→ RICHIESTE
1/ Indica se le affermazioni (a), (b) e (c) concordano con l'articolo. Per ciascuna rispondi sì o no e cita tra virgolette le parole dell'articolo che lo stabiliscono.

(a) Secondo l'articolo, l'alimentazione fornisce energia soltanto al corpo.
(b) L'articolo propone a tutti lo stesso mix per rifornirsi d'energia.
(c) La definizione di ebbrezza riportata nell'articolo è attribuita alla Treccani.
2/ Cambia "corpo" in "fisico" nel passo dell'articolo che va da "Ci dimenticheremmo mai" a "vita senza energia?", poi riscrivi il passo.

Ci dimenticheremmo mai di fare rifornimento di benzina alla nostra macchina? Non credo. In ogni caso ci accorgeremmo ben presto dell’errore. Come è possibile allora che non ci poniamo mai il problema dell’energia? Un sorriso costa, un gesto di generosità costa, lavorare costa (troppo), vivere è consumare. Dell’alimentazione sappiamo tutti tutto, ma quella è energia per il corpo. La vita è ben altro. Domanda: conoscete il modo di rifornirvi d’energia? Perché non ci pensate periodicamente? Per ognuno sarà un mix diverso: amore, amicizia, sesso, creatività, manualità, natura… ma occorre conoscere la mappa dei distributori della vostra benzina. Per non finirla. Per non restare a secco. Non l’avete ancora capito che si muore per questo, per il disincanto, la tristezza, la delusione, che conseguono a una vita senza energia? 

Se potessi, ad esempio, imporrei “un’ora di ebbrezza” a tutti, ogni giorno. Imporrei molte cose, a dire il vero (come l’uso di occhiali polarizzati, che accentuano i colori della realtà, o il consumo di gamberi crudi, che sono terribilmente afrodisiaci, o l’organizzazione di feste private, vere e proprie TAZ [Cfr Zone Temporaneamente Autonome – Akim Bay]), ma per prima imporrei l’ora di ebbrezza. Questa tentazione di imporre cose per vivere meglio è solo uno dei motivi (tanti) per cui è assai bene che io non diventi mai Presidente del consiglio, o Re o Imperatore.

Naturalmente non saprei come imporla, come metterla in pratica. L’argomento è borderline, così come lo sono gli stratagemmi per raggiungere l’ebbrezza e le facoltà per non soggiacervi in modo prono. L’ebbrezza, per come la intendo io, è uno stato d’equilibrio sottilissimo tra il controllo e la sua totale assenza, uno “stato di esaltazione e di piacevole stordimento per una gioia intensa, per passione” (Treccani). La imporrei proprio per questo, lasciando libere di scegliere solo le persone che possono comprovare di essere già capaci dell’ebbrezza per loro conto. Quelli come me, ad esempio, e come molti altri che incontro, soprattutto in mare. Quelli che l’ebbrezza ce l’hanno dentro, la secernono, la vivono come uno stato permanente, un po’ come Obelix, l’amico inseparabile di Asterix, a cui non veniva mai data la pozione magica “perché c’era caduto già dentro da piccolo”.

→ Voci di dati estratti

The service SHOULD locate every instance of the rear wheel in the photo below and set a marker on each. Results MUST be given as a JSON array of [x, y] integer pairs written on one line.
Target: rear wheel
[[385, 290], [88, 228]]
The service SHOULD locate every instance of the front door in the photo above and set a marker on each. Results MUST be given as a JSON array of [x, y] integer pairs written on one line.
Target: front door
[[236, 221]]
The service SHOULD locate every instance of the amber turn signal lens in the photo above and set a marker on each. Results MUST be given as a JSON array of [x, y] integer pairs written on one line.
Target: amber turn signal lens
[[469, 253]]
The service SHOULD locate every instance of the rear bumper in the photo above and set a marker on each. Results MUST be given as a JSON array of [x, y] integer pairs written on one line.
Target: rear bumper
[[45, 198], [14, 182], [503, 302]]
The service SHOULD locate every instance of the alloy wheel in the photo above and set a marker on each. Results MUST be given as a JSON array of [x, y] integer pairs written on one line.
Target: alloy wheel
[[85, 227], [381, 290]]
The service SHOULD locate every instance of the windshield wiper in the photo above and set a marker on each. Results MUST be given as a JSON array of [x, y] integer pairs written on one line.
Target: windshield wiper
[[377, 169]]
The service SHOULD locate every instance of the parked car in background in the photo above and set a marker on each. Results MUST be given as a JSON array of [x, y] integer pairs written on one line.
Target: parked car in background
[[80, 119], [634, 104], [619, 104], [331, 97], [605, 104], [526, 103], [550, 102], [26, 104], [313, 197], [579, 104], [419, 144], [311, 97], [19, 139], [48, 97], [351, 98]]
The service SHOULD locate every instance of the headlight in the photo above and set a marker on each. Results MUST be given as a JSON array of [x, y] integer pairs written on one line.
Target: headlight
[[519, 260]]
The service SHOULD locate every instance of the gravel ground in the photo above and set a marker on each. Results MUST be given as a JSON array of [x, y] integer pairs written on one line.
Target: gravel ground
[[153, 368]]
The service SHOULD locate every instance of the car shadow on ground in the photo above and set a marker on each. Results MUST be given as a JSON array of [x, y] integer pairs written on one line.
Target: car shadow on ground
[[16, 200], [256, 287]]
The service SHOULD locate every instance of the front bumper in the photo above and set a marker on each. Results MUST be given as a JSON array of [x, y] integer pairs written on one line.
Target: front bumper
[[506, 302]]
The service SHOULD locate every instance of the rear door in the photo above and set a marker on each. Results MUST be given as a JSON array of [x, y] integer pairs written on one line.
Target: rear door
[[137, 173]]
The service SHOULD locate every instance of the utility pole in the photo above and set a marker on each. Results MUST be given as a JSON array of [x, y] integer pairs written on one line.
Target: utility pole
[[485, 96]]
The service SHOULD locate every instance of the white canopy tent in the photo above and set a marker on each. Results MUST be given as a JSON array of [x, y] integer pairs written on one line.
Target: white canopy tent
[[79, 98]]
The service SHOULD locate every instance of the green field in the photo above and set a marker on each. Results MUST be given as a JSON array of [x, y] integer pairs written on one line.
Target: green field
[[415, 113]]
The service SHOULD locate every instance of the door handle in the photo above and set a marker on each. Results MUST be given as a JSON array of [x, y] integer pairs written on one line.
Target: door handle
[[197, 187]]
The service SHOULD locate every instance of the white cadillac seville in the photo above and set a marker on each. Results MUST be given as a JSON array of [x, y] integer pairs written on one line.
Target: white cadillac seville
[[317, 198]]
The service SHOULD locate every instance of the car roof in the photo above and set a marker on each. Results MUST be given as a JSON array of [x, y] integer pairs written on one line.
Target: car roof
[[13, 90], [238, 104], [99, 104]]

→ ESITI PER COMPITO
1/
(a) Sì: «Dell’alimentazione sappiamo tutti tutto, ma quella è energia per il corpo.»
(b) No: «Per ognuno sarà un mix diverso»
(c) Sì: «uno “stato di esaltazione e di piacevole stordimento per una gioia intensa, per passione” (Treccani)»

2/
Ci dimenticheremmo mai di fare rifornimento di benzina alla nostra macchina? Non credo. In ogni caso ci accorgeremmo ben presto dell’errore. Come è possibile allora che non ci poniamo mai il problema dell’energia? Un sorriso costa, un gesto di generosità costa, lavorare costa (troppo), vivere è consumare. Dell’alimentazione sappiamo tutti tutto, ma quella è energia per il fisico. La vita è ben altro. Domanda: conoscete il modo di rifornirvi d’energia? Perché non ci pensate periodicamente? Per ognuno sarà un mix diverso: amore, amicizia, sesso, creatività, manualità, natura… ma occorre conoscere la mappa dei distributori della vostra benzina. Per non finirla. Per non restare a secco. Non l’avete ancora capito che si muore per questo, per il disincanto, la tristezza, la delusione, che conseguono a una vita senza energia?